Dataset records
⁂

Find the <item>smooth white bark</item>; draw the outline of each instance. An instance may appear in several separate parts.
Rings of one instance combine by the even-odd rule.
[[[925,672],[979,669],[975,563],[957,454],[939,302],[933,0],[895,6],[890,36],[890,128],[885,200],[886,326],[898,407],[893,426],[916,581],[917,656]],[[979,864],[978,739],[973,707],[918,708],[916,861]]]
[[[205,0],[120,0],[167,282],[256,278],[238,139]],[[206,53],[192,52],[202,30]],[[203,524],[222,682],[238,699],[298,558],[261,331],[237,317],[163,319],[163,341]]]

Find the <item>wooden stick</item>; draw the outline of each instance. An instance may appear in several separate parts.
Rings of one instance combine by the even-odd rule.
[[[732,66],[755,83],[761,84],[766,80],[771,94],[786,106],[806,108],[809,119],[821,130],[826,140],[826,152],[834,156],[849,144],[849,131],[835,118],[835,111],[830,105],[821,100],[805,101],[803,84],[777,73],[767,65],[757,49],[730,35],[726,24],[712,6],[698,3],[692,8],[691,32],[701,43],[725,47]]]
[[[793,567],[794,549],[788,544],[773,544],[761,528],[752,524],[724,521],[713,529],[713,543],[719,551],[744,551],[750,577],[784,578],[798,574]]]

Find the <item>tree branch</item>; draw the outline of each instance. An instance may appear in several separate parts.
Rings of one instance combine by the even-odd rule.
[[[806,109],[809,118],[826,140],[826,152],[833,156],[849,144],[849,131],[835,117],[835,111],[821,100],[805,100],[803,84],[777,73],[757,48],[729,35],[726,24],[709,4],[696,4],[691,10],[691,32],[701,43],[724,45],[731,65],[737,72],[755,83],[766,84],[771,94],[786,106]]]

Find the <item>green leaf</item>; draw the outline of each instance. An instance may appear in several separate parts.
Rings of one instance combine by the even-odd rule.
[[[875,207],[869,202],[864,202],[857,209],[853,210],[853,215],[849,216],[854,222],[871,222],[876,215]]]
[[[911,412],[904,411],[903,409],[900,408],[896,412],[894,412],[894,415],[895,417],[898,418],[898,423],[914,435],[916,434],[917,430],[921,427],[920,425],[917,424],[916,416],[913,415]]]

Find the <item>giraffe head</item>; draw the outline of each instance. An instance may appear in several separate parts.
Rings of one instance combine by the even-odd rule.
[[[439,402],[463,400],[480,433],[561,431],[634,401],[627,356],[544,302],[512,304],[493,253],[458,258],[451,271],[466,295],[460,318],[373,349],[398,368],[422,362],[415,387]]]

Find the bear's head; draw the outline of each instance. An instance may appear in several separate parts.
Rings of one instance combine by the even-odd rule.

⁂

About this task: Filter the entries above and copy only the lines that hold "head".

Task output:
Find the <item>giraffe head</item>; draw the outline of each instance. An instance may appear in several separate parts.
Find the bear's head; draw the outline of each instance. An instance may appear in several separate parts.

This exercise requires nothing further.